**TRECHO FORNECIDO:**
Mas a presença da concordância entre “os jogadores” e o verbo, no exemplo em (31), não deixa dúvidas quanto ao elemento escolhido pelo falante para ser o sujeito da frase. Veja que a construção ficaria estranha se a concordância fosse feita com o argumento do verbo – o cabelo:
(33) *Os jogadores[TOP] está crescendo o cabelo[ARG][11].
Frases como essas levantam um problema para a análise tradicional de concordância entre sujeito e verbo porque os argumentos que “deveriam” funcionar como sujeito estão pospostos ao verbo: o ponteiro, os dentes e sol, em (22)-(24), e o cabelo, em (31), e não se relacionam com o verbo. Essas construções são classificadas por Pontes (1986), Kato (1989) e Galves (1998) como de Tópico Sujeito, justamente porque o tópico, mesmo não selecionado pelo verbo, desencadeia a concordância com ele, funcionando como um sujeito.
No português brasileiro urbano, como apontado por Pontes (1986), essas construções estão presentes inclusive na fala culta. Contudo, registros desse tipo não foram encontrados em outras línguas românicas (cf. GALVES, 1998), o que torna o português brasileiro sui generis em relação a essas construções de tópico.
4.2. MUDANÇAS NO PARÂMETRO
Considerando a distinção feita por Li e Thompson (1979) sobre a classificação das línguas, Kato (1989) observa que as línguas de proeminência de sujeito estabelecem a predicação principal da sentença através da relação sujeito/predicado. Nas de proeminência de tópico, por outro lado, a predicação se dá através da relação entre um constituinte tópico e uma sentença (comentário). As predicações com tópico podem ter ou não um elemento a ele co-referente dentro da sentença comentário. O fato de o português brasileiro permitir a ocorrência de objetos nulos possibilita a existência de construções com tópico em que o co-referente aparece nulo, como em (34a).
(34) a. Os alunos, encontrei na saída da escola. (PB/*PE) [12]
b. Os alunos, encontrei-os na saída da escola. (#PB/PE)

**DADOS EXIBIDOS:**
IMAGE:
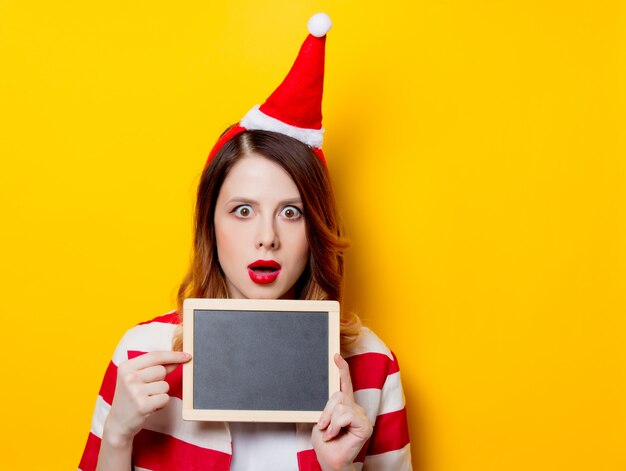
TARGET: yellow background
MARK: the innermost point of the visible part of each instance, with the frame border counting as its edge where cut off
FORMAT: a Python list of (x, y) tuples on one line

**TAREFA CURTA:**
Copie, sem alterações, a parte do trecho sobre construções de tópico que se inicia com as palavras "Mas a presença" e termina em "crescendo o cabelo[ARG][11].". Baseie-se apenas no trecho.

**RESPOSTA ESCRITA:**
Mas a presença da concordância entre “os jogadores” e o verbo, no exemplo em (31), não deixa dúvidas quanto ao elemento escolhido pelo falante para ser o sujeito da frase. Veja que a construção ficaria estranha se a concordância fosse feita com o argumento do verbo – o cabelo:
(33) *Os jogadores[TOP] está crescendo o cabelo[ARG][11].